• [Task to complete]
Check whether each statement below agrees with the WT1 mutation passage that follows. For each, answer yes or no and quote the words of the passage that decide it. (a) WT1 mutations are found in about 10% of both adult and pediatric patients with AML. (b) WT1 and TET2 mutations tend to occur together in AML. (c) The functional role of WT1 mutations in hematologic malignancies is fully understood.

• [Document passage]
A Wilms Tumor 1 (WT1) Mutation Causes Myelodysplastic Syndrome in a Knock-in Mouse Model, and a Mixed Myelodysplastic/Myeloproliferative Neoplam in Double Knock-in Mice with WT1 and FLT3/ITD Mutations

Background: WT1 is a zinc finger transcriptional regulator and acts as a tumor suppressor gene in various cell types. WT1 mutations are reported in approximately 10% of both adult and pediatric patients with acute myeloid leukemia (AML), and at a lower frequency in patients with myelodysplastic syndome (MDS). Reported mutations consist of insertions, deletions or point mutations, and are thought to alter WT1 DNA-binding ability and result in a loss of function. WT1 mutations are associated with FLT3/ITD mutations in AML, suggesting possible leukemogenic cooperativity, and yet WT1 mutations have been independently associated with treatment failure and a poor prognosis.  Recently, a physical interaction demonstrated between WT1 and TET2 suggests a common functional pathway, and explains the mutual exclusivity of these mutations in AML. Despite these observations, the functional contribution of WT1 mutations in hematologic malignancies is not entirely understood.  To our knowledge, we are the first to describe here a hematologic phenotype in a WT1 mutant mouse model and in a novel WT1 mutant x FLT3/ITD crossbred mouse model.

• [Data shown]
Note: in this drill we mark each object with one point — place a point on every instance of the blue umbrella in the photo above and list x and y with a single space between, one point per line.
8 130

---

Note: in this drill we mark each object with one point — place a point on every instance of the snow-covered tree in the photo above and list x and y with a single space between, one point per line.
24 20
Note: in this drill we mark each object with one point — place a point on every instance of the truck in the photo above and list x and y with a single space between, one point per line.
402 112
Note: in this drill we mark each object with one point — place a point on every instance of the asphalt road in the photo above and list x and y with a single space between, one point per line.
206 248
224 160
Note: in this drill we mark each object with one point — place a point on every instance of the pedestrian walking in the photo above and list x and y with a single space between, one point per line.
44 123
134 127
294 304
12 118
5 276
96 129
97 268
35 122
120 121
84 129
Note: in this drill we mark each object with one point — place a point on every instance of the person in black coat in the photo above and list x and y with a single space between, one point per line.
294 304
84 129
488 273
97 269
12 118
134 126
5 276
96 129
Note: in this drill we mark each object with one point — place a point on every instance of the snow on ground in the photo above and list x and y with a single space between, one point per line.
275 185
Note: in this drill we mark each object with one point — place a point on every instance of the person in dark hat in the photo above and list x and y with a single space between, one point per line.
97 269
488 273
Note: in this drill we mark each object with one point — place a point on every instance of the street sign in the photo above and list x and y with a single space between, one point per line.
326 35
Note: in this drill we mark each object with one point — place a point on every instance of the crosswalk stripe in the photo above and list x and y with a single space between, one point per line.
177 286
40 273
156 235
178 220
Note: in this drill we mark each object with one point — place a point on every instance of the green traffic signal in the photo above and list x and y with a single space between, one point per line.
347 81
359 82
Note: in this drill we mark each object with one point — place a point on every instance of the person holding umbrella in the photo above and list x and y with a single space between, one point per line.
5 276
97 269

...

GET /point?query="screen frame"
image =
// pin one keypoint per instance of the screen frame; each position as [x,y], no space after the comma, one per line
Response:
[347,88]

• [Solution for this problem]
(a) Yes: "WT1 mutations are reported in approximately 10% of both adult and pediatric patients with acute myeloid leukemia (AML)"
(b) No: "explains the mutual exclusivity of these mutations in AML"
(c) No: "the functional contribution of WT1 mutations in hematologic malignancies is not entirely understood"